### GIVEN EXERCISE A
In the bike-share service documentation, what is the default value of k for the JSON API that returns the nearest bikes?
### GIVEN EXERCISE B
Please return the part of the bike-share service documentation that opens with the words containing "Project structure" and closes with "assignment (for Workers)".
### GIVEN EXERCISE C
List every file in the project structure of the bike-share service documentation whose comment describes it as a pure function.

[START SOURCE PASSAGE]

The entire system — ingest, tile building, and serving — runs on Cloudflare Workers. No external VPS needed.

  • operations.md — running locally, monitoring, troubleshooting
  • deploy.md — deployment instructions, KV layout, architecture

Routes

Route Description
GET / Landing page with geolocation — redirects to /nearby
GET /nearby?lat=&lon= Server-rendered HTML page showing nearest bikes
GET /nearest?lat=&lon=&k= JSON API: nearest bikes (default k=5)
GET /systems Return cached systems catalog from KV
GET /systems/refresh Re-fetch systems.csv from GitHub, store in KV
GET /systems/status?format=html Systems directory — every system with stats
GET /station/:system_id Fetch full station data (cached 24h in KV)
GET /availability/:system_id Refresh just availability using cached discovery
GET /ingest/init Seed scheduling state for all systems in KV
GET /ingest/status?format=html&n=30 Ingest dashboard — JSON (default) or HTML, n=rows
GET /ingest/run?sync=true&limit=N Fetch N due systems inline (local dev)
GET /planner/run?sync=true Run planner + build tiles inline (local dev)
GET /api List available API routes

Tests

pnpm test            # single run
pnpm test:watch      # watch mode

Tests use fixture files in src/test/fixtures/ with mock fetch — no network calls.

Project structure

src/
  types/gbfs.ts                          # TypeScript types for GBFS feeds + geo-index
  lib/
    gbfs-fetch.ts                        # Shared fetch helpers (fetchJson, findFeedUrl)
    fetch-systems-catalog.ts             # Pure fn: systems.csv → SystemsCatalog
    fetch-station-data.ts                # Pure fn: system → station/vehicle data
    fetch-availability.ts                # Pure fn: cached discovery → fresh availability
    box-assign.ts                        # Pure fn: assign points to bounding boxes
    box-assign-meta.ts                   # Pure fn: metadata-based box assignment (for Workers)

[END SOURCE PASSAGE]
[START DATA SECTION]

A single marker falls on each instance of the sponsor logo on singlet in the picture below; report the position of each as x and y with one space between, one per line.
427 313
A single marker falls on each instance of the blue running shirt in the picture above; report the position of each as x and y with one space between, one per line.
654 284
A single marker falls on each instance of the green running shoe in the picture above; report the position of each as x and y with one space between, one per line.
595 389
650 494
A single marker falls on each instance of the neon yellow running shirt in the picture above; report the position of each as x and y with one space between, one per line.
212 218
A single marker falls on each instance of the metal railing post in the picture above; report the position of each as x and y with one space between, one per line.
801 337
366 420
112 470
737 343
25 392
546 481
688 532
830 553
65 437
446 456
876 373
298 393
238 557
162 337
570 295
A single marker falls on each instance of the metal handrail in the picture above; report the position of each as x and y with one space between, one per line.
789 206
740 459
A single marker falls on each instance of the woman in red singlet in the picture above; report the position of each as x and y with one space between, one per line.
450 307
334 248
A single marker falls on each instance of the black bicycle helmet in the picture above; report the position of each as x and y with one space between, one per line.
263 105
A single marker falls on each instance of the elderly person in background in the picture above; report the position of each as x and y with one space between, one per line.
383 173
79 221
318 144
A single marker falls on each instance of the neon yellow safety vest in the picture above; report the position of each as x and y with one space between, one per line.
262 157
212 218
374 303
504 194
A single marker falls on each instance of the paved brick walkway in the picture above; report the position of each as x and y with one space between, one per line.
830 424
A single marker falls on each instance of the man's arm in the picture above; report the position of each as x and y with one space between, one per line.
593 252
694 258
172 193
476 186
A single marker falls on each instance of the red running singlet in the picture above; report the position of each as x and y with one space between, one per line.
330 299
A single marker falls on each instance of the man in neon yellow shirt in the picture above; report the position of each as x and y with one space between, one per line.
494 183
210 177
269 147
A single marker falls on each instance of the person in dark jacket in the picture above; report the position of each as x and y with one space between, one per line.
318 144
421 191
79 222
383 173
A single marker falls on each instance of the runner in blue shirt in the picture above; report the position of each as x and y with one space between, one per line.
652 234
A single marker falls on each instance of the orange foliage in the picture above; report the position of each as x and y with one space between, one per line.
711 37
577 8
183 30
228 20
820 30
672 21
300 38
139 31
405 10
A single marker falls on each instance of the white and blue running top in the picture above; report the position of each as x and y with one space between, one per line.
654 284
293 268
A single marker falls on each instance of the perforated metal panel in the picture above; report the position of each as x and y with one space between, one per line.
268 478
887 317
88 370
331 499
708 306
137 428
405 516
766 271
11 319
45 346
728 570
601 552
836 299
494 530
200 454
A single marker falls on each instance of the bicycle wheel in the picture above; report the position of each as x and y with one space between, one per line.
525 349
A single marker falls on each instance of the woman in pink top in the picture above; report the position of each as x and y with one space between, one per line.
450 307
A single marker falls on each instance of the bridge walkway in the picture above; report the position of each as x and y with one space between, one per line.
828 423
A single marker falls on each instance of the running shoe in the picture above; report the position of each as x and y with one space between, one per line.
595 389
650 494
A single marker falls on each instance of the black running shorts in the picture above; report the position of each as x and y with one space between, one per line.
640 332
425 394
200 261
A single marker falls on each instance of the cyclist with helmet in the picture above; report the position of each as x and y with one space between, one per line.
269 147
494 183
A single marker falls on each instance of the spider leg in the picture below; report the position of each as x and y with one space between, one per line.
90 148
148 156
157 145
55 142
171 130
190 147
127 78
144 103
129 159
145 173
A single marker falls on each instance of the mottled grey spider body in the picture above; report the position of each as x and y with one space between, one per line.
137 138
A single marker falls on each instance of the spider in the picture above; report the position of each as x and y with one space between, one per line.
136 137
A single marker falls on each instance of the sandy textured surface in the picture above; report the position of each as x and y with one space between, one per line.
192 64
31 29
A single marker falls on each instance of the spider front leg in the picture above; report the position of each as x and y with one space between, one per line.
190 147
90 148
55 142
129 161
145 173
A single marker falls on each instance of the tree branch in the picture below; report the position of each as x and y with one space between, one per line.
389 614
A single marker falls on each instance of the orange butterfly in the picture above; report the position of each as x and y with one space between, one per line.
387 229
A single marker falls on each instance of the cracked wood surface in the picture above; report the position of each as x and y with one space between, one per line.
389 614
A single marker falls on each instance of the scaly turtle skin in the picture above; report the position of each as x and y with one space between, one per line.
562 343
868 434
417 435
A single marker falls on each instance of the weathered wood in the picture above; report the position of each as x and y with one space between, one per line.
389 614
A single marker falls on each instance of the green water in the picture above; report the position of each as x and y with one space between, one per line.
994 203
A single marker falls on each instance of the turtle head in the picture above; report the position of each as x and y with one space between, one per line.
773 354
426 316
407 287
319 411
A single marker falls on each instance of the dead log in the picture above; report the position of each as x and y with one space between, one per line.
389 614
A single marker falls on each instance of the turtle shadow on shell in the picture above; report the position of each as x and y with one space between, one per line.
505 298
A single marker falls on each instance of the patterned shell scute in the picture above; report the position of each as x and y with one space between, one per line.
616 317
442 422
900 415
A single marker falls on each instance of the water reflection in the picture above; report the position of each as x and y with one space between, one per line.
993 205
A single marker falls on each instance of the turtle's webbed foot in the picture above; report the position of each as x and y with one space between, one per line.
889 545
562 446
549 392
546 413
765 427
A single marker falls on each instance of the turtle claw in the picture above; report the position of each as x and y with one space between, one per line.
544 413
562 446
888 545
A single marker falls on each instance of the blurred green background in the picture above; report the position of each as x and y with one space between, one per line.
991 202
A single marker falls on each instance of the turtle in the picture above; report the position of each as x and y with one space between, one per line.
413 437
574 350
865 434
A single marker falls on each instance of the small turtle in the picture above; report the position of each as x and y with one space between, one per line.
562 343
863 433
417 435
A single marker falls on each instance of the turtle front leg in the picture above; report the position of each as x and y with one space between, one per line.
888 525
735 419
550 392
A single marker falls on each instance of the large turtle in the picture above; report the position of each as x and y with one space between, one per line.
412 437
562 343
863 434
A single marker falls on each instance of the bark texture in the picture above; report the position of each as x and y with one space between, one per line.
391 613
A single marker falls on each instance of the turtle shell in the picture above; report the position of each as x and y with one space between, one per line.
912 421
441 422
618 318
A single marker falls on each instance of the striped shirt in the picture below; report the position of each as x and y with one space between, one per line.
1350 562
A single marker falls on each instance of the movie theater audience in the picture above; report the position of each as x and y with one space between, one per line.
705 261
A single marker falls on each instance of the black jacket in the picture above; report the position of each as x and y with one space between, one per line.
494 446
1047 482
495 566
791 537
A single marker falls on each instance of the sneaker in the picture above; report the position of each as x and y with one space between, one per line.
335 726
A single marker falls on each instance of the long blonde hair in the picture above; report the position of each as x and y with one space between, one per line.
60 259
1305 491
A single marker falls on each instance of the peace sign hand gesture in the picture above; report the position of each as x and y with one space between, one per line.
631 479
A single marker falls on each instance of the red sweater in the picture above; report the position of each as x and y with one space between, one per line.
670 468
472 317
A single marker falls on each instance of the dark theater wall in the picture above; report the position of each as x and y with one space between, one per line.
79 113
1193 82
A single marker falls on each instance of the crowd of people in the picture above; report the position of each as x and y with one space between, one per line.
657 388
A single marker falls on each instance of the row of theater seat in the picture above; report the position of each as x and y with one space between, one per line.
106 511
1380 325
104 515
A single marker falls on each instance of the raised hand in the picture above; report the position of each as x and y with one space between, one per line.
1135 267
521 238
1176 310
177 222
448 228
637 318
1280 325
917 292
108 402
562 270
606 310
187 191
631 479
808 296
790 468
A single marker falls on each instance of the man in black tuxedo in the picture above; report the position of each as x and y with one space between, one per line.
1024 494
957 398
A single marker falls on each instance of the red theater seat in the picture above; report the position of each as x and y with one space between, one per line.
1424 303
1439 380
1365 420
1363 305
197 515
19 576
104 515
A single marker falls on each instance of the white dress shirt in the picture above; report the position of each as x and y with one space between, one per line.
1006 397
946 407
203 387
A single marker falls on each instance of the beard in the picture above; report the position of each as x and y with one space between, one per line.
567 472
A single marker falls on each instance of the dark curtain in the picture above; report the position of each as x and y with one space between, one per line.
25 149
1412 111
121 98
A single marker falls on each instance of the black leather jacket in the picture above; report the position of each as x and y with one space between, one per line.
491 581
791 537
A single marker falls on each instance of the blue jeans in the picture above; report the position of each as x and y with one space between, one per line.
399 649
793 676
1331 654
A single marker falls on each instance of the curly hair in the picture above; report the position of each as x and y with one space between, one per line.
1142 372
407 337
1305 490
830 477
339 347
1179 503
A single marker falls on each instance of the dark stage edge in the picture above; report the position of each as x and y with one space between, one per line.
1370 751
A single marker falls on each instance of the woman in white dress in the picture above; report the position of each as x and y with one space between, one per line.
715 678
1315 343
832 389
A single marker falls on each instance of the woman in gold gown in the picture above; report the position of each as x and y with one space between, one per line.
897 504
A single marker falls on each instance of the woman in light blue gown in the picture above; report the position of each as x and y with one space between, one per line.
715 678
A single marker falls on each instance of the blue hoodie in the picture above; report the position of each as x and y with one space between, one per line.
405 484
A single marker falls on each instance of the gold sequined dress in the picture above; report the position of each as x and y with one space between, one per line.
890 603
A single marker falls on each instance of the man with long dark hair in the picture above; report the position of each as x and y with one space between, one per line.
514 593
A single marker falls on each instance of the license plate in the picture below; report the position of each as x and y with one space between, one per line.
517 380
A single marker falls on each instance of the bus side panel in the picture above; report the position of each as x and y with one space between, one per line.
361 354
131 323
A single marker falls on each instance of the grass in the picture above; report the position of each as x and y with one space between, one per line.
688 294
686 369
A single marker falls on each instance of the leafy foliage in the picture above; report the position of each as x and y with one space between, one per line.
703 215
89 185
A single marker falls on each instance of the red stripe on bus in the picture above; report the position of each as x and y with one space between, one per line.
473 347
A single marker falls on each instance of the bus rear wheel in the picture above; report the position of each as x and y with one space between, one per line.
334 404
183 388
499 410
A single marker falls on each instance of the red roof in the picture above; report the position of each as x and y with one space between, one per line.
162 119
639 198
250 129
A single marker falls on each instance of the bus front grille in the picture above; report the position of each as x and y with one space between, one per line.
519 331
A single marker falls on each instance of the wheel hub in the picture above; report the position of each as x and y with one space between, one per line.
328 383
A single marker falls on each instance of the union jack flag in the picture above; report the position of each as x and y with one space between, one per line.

[END DATA SECTION]

### TASK RESPONSE A
The default is k=5.

### TASK RESPONSE B
Project structure

src/
  types/gbfs.ts                          # TypeScript types for GBFS feeds + geo-index
  lib/
    gbfs-fetch.ts                        # Shared fetch helpers (fetchJson, findFeedUrl)
    fetch-systems-catalog.ts             # Pure fn: systems.csv → SystemsCatalog
    fetch-station-data.ts                # Pure fn: system → station/vehicle data
    fetch-availability.ts                # Pure fn: cached discovery → fresh availability
    box-assign.ts                        # Pure fn: assign points to bounding boxes
    box-assign-meta.ts                   # Pure fn: metadata-based box assignment (for Workers)

### TASK RESPONSE C
fetch-systems-catalog.ts, fetch-station-data.ts, fetch-availability.ts, box-assign.ts, box-assign-meta.ts